** begin **

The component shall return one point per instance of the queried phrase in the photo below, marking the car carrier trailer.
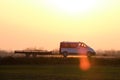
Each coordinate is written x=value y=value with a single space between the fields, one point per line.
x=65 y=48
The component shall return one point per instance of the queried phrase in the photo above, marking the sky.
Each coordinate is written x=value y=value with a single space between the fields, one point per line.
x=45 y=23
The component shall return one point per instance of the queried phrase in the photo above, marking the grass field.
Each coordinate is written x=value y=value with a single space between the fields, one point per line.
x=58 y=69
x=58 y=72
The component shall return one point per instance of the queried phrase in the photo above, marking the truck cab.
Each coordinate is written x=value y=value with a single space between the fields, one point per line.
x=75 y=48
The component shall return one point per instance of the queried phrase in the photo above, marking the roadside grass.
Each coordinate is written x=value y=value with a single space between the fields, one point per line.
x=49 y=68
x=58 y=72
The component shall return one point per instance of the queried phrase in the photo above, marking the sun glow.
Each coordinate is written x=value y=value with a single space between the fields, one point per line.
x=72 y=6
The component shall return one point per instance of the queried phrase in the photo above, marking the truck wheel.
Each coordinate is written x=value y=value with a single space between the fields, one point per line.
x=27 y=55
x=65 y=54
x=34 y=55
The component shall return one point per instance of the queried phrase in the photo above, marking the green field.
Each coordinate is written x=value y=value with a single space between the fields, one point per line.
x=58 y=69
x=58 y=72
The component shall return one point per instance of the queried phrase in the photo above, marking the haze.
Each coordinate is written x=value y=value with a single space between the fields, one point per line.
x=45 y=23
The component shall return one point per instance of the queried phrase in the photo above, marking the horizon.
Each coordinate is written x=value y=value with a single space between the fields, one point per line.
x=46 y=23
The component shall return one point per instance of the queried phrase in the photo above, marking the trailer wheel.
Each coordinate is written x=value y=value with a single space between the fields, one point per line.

** end **

Description of the task: Only the lines from the one containing "marking the horizon." to the end of the records should be repeated, exactly as they appear.

Exercise solution:
The component shall return one point per instance of the queried phrase in the photo above, marking the horizon.
Each coordinate is written x=value y=value with a single space between the fields, one point per line.
x=46 y=23
The component shall return one point per instance of the queried phrase in the photo above, marking the trailer wheel.
Each coordinate is written x=value y=value with a single space between the fields, one point per line.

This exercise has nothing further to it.